Start Page excerpt

Growing Up with the Writer Ved Mehta

Growing Up with the Writer Ved Mehta


My parents’ apartment had never looked better than on the day it was photographed to sell. As I walked through the rooms, the only thing that seemed out of place was the Statesman, which was the name of the wooden cube that my mother had selected from a catalogue to hold my father’s ashes. (He had been a writer, not a statesman, but somehow the name had stuck.) It wasn’t just that the Statesman looked incongruously modern amid the English antiques and Persian carpets; it was the four plastic bags of gray dust inside. Even though I knew they were proof that my father was gone, I couldn’t shake the feeling that if I just quickened my step I would find him in the next room.

Growing up, I’d always known where in the apartment he would be. The path my father traced through the rooms was highly consistent. He sat on the right side of the sofa, not the left; on the near chair, not the far. He could often be found in the grand canopy bed that he and my mother shared, lying down with the phone, a landline, at his ear. He had memorized hundreds of numbers, and when he left a voice mail he dictated it with warmth and also a certain formality. I can still hear his voice on the machine: “Sage, it’s your father here.”

End Page excerpt
Start Given information

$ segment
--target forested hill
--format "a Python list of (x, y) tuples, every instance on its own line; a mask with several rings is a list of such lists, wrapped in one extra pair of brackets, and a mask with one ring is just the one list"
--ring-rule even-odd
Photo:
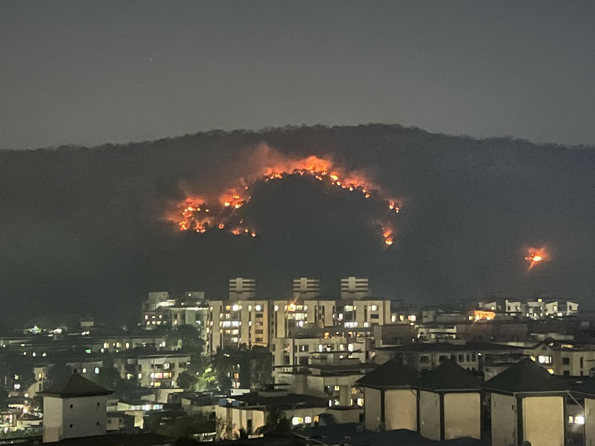
[[(233, 177), (262, 145), (367, 171), (402, 198), (394, 244), (378, 243), (365, 206), (295, 178), (255, 190), (245, 210), (254, 238), (183, 233), (167, 221), (188, 190)], [(340, 277), (356, 275), (370, 278), (374, 294), (412, 303), (541, 290), (588, 304), (594, 203), (593, 147), (399, 125), (0, 151), (0, 322), (57, 310), (124, 320), (148, 291), (221, 297), (236, 276), (255, 277), (270, 297), (289, 296), (301, 275), (336, 294)], [(551, 260), (528, 272), (524, 247), (543, 245)]]

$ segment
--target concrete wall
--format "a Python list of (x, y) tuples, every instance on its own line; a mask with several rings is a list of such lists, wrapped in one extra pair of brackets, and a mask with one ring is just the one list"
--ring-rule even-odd
[(522, 400), (523, 439), (539, 446), (563, 446), (564, 400), (562, 397)]
[(585, 398), (585, 444), (595, 446), (595, 400)]
[(107, 403), (102, 396), (45, 397), (43, 442), (105, 435)]
[[(417, 395), (415, 390), (387, 390), (384, 395), (386, 430), (417, 431)], [(364, 400), (367, 406), (367, 400)]]
[(491, 394), (491, 445), (516, 444), (516, 400), (508, 395)]
[(444, 395), (444, 438), (481, 438), (481, 399), (478, 392)]
[(440, 439), (440, 398), (433, 392), (419, 391), (419, 434), (433, 440)]
[(380, 424), (380, 391), (369, 388), (364, 389), (364, 405), (366, 429), (377, 431)]

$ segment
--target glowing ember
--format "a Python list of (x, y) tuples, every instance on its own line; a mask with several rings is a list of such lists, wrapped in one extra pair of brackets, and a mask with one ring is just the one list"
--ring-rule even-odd
[[(276, 153), (267, 153), (266, 162), (273, 160), (273, 165), (256, 168), (256, 171), (246, 177), (239, 178), (237, 187), (227, 189), (218, 196), (218, 205), (206, 207), (201, 199), (187, 199), (180, 206), (179, 213), (171, 219), (176, 222), (180, 231), (192, 231), (203, 233), (212, 228), (227, 229), (235, 235), (256, 237), (253, 228), (242, 225), (243, 219), (236, 212), (248, 204), (252, 198), (250, 189), (260, 182), (282, 180), (292, 175), (310, 176), (318, 181), (330, 186), (336, 186), (346, 193), (361, 194), (364, 198), (384, 202), (386, 208), (391, 212), (398, 213), (400, 210), (397, 200), (386, 197), (382, 189), (371, 182), (361, 172), (346, 171), (340, 167), (334, 166), (329, 159), (308, 156), (301, 159), (287, 159)], [(275, 161), (275, 158), (277, 158)], [(249, 160), (249, 161), (250, 160)], [(248, 163), (249, 164), (249, 162)], [(205, 213), (209, 212), (208, 215)], [(241, 211), (240, 211), (241, 212)], [(375, 225), (376, 224), (375, 224)], [(390, 221), (384, 221), (378, 225), (382, 229), (384, 244), (390, 246), (393, 243), (393, 229)]]
[(529, 262), (529, 269), (533, 269), (537, 263), (549, 260), (549, 255), (545, 247), (529, 248), (525, 260)]

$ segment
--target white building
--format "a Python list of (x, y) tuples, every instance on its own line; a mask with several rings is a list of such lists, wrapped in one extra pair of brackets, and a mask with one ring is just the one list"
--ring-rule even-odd
[(293, 299), (313, 299), (320, 296), (320, 281), (300, 277), (293, 279)]
[(236, 277), (229, 279), (230, 300), (251, 299), (256, 297), (256, 282), (254, 279)]
[(369, 296), (369, 283), (364, 277), (350, 277), (341, 279), (341, 299), (353, 299)]
[(43, 442), (105, 435), (112, 393), (79, 374), (39, 393), (43, 397)]

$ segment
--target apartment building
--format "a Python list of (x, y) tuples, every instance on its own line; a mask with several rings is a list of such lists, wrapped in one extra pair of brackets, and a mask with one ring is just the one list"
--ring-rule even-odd
[(525, 348), (525, 354), (553, 375), (588, 376), (595, 372), (595, 345), (548, 339)]
[(402, 365), (419, 372), (431, 370), (452, 360), (465, 370), (483, 372), (484, 365), (509, 360), (523, 353), (523, 348), (499, 344), (468, 343), (415, 343), (375, 349), (377, 364), (395, 359)]
[(314, 299), (320, 296), (320, 281), (308, 277), (293, 279), (293, 300)]
[(341, 279), (341, 299), (364, 299), (369, 296), (369, 281), (364, 277)]
[(141, 387), (172, 388), (180, 373), (189, 369), (190, 360), (186, 353), (126, 353), (114, 357), (114, 367), (123, 379), (136, 381)]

End Given information

■ Task goal
Can you write out the stretch of the Ved Mehta essay from "My parents’ apartment" through "the next room.", replacing "Persian carpets" with "Turkish rugs"? The entries have no connection to the Ved Mehta essay.

■ Result of this task
My parents’ apartment had never looked better than on the day it was photographed to sell. As I walked through the rooms, the only thing that seemed out of place was the Statesman, which was the name of the wooden cube that my mother had selected from a catalogue to hold my father’s ashes. (He had been a writer, not a statesman, but somehow the name had stuck.) It wasn’t just that the Statesman looked incongruously modern amid the English antiques and Turkish rugs; it was the four plastic bags of gray dust inside. Even though I knew they were proof that my father was gone, I couldn’t shake the feeling that if I just quickened my step I would find him in the next room.